--- Input data ---
━━━━━━━━━━━━━━━━

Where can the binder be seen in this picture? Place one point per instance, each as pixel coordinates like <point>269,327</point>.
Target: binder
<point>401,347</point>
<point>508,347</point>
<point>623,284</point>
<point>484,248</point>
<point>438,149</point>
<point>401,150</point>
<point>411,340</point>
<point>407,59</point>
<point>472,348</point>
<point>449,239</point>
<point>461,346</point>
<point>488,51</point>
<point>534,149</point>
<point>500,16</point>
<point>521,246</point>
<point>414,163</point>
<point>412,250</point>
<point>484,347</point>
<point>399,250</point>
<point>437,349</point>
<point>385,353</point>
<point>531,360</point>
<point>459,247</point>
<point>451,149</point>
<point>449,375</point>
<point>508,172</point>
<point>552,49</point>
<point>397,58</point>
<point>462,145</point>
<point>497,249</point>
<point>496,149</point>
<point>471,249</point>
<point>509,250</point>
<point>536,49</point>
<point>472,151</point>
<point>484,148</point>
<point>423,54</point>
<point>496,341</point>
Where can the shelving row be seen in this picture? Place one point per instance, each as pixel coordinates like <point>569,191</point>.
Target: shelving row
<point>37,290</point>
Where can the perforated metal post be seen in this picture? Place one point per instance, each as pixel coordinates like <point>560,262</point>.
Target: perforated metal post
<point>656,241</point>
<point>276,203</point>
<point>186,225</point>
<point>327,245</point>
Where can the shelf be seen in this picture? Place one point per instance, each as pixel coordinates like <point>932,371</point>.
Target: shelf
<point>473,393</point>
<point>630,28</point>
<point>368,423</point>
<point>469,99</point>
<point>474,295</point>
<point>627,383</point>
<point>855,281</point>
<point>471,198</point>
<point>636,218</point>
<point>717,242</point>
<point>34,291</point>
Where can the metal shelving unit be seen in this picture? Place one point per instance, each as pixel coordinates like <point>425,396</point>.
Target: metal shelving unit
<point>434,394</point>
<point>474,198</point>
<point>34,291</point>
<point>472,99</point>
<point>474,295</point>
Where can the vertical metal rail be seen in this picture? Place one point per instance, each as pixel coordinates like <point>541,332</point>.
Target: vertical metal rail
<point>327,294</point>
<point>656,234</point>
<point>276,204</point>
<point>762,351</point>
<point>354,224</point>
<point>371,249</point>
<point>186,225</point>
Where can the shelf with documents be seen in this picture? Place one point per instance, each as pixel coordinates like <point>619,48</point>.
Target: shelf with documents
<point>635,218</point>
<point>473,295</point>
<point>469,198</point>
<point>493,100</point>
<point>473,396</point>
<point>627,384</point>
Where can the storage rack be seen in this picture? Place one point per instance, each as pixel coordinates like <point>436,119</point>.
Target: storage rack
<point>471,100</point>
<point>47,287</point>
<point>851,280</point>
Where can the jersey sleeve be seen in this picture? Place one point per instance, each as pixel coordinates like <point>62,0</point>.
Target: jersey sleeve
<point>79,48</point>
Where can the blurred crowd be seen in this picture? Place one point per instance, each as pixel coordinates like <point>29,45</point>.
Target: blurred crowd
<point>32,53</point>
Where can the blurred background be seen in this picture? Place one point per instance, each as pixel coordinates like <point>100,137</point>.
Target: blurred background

━━━━━━━━━━━━━━━━

--- Given request ---
Repeat every one of the lines above word for word, without changing anything.

--- Solution to the problem ---
Where can the binder be seen in this picture? Place one point per instance, each as pixel coordinates like <point>269,327</point>.
Target: binder
<point>401,347</point>
<point>508,347</point>
<point>623,284</point>
<point>484,248</point>
<point>438,149</point>
<point>401,150</point>
<point>411,340</point>
<point>407,59</point>
<point>472,348</point>
<point>449,239</point>
<point>461,346</point>
<point>488,51</point>
<point>534,149</point>
<point>500,16</point>
<point>521,246</point>
<point>414,163</point>
<point>412,250</point>
<point>484,347</point>
<point>399,250</point>
<point>437,349</point>
<point>385,353</point>
<point>531,360</point>
<point>459,247</point>
<point>451,149</point>
<point>449,375</point>
<point>508,172</point>
<point>552,49</point>
<point>397,58</point>
<point>462,145</point>
<point>497,249</point>
<point>496,149</point>
<point>471,249</point>
<point>509,250</point>
<point>536,49</point>
<point>472,151</point>
<point>484,148</point>
<point>423,54</point>
<point>496,341</point>
Where can the shelving row be seen in this picture? Place one point per instance, each as pixel coordinates like <point>569,191</point>.
Target: shelving row
<point>37,290</point>
Where can the perforated metal post be seen in this picture? Place one point per instance, each as pixel coordinates like <point>560,262</point>.
Target: perforated metal post
<point>656,241</point>
<point>276,203</point>
<point>186,225</point>
<point>327,245</point>
Where can the shelf be seen in this picture? Place one point per instance, each as pixel coordinates like <point>932,371</point>.
Target: shelf
<point>473,393</point>
<point>630,28</point>
<point>368,423</point>
<point>469,99</point>
<point>474,295</point>
<point>627,383</point>
<point>855,281</point>
<point>471,198</point>
<point>636,218</point>
<point>717,242</point>
<point>34,291</point>
Where can the metal shelving unit be seen in this picture? Place one point per instance, each as pixel coordinates like <point>425,396</point>.
Target: metal shelving unit
<point>434,394</point>
<point>474,198</point>
<point>34,291</point>
<point>472,99</point>
<point>474,295</point>
Where can the vertical metal rail be seen in this picture? Place one point per instance, each as pixel coordinates like <point>541,332</point>.
Target: vertical metal rail
<point>327,294</point>
<point>656,234</point>
<point>276,204</point>
<point>762,351</point>
<point>354,224</point>
<point>371,249</point>
<point>186,225</point>
Where can the shelf with documents be seen in this picture? Place one point per instance, each as pixel coordinates like <point>619,48</point>.
Target: shelf with documents
<point>635,218</point>
<point>473,295</point>
<point>469,198</point>
<point>493,100</point>
<point>473,396</point>
<point>627,384</point>
Where can the storage rack be seen in this picture? Place one point per instance, each as pixel coordinates like <point>436,119</point>.
Target: storage rack
<point>471,100</point>
<point>47,287</point>
<point>851,280</point>
Where can the jersey sleeve be seen in this picture? Place one point per instance, each as pixel coordinates like <point>62,0</point>.
Target: jersey sleeve
<point>79,48</point>
Where can the blurred crowd be seen in this picture? Place one point per instance, each as pixel coordinates like <point>29,45</point>.
Target: blurred crowd
<point>32,53</point>
Where can the blurred background be seen in this picture? Place one point per instance, each as pixel coordinates like <point>100,137</point>.
Target: blurred background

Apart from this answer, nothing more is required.